Perplessità aggravate dalle dichiarazioni alla stampa dei responsabili della società privata  unica concorrente-vincitrice: che, per il primo anno di corso, si attende un afflusso di una ventina di studenti (con un incasso di circa € 60.000,00 se la retta scolastica è di € 3.000,00 annuale, come si legge nel sito della stessa società; poi c’è da pagare le spese di gestione, i docenti, i materiali…). Ma il canone di locazione pattuito è di € 90.000,00 annui; evidentemente, sarà pagato con altre risorse (cure, riabilitazioni? Anche perché il capitale sociale di tale società è di € 10.000,00=).
Le premesse sono dubbie; ci auguriamo che la ventina di studenti attesi dalla neoinquilina possano seguire con profitto i corsi di questa disciplina alternativa e che l’Accademia cui si iscriveranno sia una puntuale e precisa conduttrice dell’immobile di proprietà comunale.
Non grideremmo al successo epocale, tuttavia; si tratta di una soluzione di ripiego, che dimostra quanto fosse difficile trovare sul mercato soggetti interessati a questi spazi (un solo concorrente, circostanza significativa).
Neppure è il caso di abbandonarsi a frettolose e scadenti asserzioni, come ha fatto l’Assessora competente: mi spiace che commenti altrettanto severi non si siano levati dopo che abbiamo informato la città dei particolari del contratto capestro firmato dalla precedente amministrazione con l'Università dell'Insubria: * canone di 12.000 euro all'anno per 2500 mq * contratto di 9 anni + 9 anni rinnovabili con possibilità di disdetta  SOLO da parte della Insubria (scadenza 2022); per non parlare della scarsa ricaduta sul territorio della presenza della Università (solo così si giustificherebbe un affitto simbolico), ignota alla maggioranza dei saronnesi”  (così su Facebook).

**DATI RIPORTATI:**
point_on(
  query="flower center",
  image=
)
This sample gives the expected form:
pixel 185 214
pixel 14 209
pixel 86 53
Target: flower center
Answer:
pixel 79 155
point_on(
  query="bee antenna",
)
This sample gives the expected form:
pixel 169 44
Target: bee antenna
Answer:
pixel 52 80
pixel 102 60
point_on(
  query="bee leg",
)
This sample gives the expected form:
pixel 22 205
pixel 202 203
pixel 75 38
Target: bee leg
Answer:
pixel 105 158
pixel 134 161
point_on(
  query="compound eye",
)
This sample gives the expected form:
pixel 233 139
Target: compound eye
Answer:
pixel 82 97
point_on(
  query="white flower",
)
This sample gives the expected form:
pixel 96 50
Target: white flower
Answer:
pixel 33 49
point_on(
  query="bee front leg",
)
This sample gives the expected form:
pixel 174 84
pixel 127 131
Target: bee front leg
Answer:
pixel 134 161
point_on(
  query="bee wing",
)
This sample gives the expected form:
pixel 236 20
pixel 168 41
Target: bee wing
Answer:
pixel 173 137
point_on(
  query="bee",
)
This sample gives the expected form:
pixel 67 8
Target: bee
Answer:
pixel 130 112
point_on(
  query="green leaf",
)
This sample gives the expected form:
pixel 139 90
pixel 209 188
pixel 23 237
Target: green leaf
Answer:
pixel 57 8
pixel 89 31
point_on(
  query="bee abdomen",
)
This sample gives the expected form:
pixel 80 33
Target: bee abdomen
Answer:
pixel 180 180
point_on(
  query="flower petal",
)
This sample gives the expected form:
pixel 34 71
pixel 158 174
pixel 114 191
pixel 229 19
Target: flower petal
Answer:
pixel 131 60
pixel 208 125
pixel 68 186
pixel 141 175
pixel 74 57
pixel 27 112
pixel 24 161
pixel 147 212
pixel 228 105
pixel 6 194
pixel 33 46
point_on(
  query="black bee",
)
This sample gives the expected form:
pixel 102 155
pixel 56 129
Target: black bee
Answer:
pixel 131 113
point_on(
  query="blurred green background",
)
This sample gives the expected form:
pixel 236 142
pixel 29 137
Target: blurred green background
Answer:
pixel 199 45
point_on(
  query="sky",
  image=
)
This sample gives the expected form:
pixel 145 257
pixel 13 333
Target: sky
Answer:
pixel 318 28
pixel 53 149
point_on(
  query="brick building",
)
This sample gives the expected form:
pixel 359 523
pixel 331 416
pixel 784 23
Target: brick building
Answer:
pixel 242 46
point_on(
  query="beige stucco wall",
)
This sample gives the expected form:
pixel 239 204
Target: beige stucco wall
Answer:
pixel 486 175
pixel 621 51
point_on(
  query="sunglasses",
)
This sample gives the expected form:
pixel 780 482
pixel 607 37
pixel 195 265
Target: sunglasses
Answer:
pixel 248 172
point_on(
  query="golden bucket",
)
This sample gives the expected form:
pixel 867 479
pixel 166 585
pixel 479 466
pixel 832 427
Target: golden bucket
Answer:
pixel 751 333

**CONSEGNE OPERATIVE:**
1 > Aggiorni il passo del testo in esame che si apre con le parole "Le premesse sono" e si chiude con "concorrente, circostanza significativa).", sostituendo "neoinquilina" con "nuova inquilina".
2 > Secondo il testo in esame, a quanto ammonta il canone di locazione annuo pattuito con la società privata unica concorrente-vincitrice?
3 > Elenchi tutti gli importi in euro che compaiono nel testo in esame.

**SOLUZIONI DELLE CONSEGNE:**
1 >
Le premesse sono dubbie; ci auguriamo che la ventina di studenti attesi dalla nuova inquilina possano seguire con profitto i corsi di questa disciplina alternativa e che l’Accademia cui si iscriveranno sia una puntuale e precisa conduttrice dell’immobile di proprietà comunale.
Non grideremmo al successo epocale, tuttavia; si tratta di una soluzione di ripiego, che dimostra quanto fosse difficile trovare sul mercato soggetti interessati a questi spazi (un solo concorrente, circostanza significativa).

2 > Il canone pattuito è di € 90.000,00 annui.

3 >
- € 60.000,00 (incasso stimato)
- € 3.000,00 (retta scolastica annuale)
- € 90.000,00 (canone di locazione annuo)
- € 10.000,00 (capitale sociale della società)
- 12.000 euro (canone annuo del contratto con l'Università dell'Insubria)